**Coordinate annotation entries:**
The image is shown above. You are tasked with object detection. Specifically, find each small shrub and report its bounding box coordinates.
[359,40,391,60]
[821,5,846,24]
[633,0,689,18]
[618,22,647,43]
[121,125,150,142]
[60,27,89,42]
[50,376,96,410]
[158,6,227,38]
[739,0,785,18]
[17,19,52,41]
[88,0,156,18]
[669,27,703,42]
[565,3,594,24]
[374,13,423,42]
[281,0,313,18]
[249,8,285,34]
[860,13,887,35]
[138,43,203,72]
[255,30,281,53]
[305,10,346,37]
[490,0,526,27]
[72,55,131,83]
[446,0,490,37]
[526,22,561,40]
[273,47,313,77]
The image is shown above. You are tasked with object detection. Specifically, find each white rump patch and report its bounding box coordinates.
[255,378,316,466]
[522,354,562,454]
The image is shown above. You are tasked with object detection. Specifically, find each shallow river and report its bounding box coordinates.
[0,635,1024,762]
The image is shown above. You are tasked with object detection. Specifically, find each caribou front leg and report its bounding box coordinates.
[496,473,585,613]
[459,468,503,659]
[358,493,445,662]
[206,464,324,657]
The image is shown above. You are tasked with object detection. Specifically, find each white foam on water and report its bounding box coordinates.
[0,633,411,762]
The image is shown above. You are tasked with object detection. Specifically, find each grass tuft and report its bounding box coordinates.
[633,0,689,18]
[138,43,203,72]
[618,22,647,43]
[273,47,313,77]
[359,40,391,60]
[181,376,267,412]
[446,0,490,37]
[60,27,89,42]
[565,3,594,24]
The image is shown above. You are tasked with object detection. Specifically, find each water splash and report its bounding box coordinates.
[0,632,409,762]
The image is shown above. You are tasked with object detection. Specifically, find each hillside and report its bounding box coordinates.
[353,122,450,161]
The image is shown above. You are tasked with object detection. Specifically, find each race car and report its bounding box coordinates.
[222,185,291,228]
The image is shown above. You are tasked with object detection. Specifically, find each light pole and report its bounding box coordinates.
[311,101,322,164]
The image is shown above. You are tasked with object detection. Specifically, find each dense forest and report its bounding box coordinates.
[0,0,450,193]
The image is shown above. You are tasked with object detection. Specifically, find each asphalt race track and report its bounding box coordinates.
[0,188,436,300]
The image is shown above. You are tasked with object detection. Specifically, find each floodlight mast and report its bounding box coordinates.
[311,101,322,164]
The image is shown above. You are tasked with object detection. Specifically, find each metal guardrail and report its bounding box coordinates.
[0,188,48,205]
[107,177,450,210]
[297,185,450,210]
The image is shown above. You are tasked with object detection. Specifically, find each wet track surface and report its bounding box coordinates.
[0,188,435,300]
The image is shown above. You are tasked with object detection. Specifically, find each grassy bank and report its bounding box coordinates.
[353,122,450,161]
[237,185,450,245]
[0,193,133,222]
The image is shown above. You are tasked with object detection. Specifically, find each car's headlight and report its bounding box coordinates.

**What you are asked to do:**
Can you rewrite the material starting at the line that has "splash and report its bounding box coordinates." and stopping after the line that has "[0,193,133,222]", with the requests kept in and every bounding box coordinate shifted up by 113, leaving out all other lines?

**Exercise output:**
The image is shown above. You are tasked with object detection. Specifically, find each water splash and report its bounding box coordinates.
[113,745,522,875]
The image is shown above. You are tasked with object detection. Specifically, find each hillside and report its bounding box coordinates.
[466,235,563,274]
The image is shown above. You are tasked with object detection. Specifically, find each race car and report its bounding box coordinates.
[335,298,404,341]
The image is shown above. You are tasked with object detection. Specifically, find each light pole and report its bounding box coordinates.
[424,214,435,277]
The image is shown above. You are tasked with object detection. Specifically, find each dense forest and report its bounding box coordinates.
[113,113,563,306]
The image is shown above. You are tasked with object detection. Specifically, find each asphalt race track and report its bounding box coordinates.
[113,301,549,413]
The image is shown above. You are tasked with object detection. Specifically, find each floodlight mast and report its bounding box coordinates.
[424,214,435,277]
The image is shown above. You are tasked with object detection. Specifically, find each metal guardrail and report its bounding box coordinates.
[113,301,161,318]
[220,290,563,323]
[410,298,563,323]
The image is shown above. You are tasked with object detection. Specifically, find each wet track surface and report its bounding box coordinates.
[113,301,548,413]
The image is shown above. You are tasked with object detection. Specifically, find each grassy bank and report its bounding box coordinates.
[466,235,563,274]
[350,298,563,358]
[113,306,246,335]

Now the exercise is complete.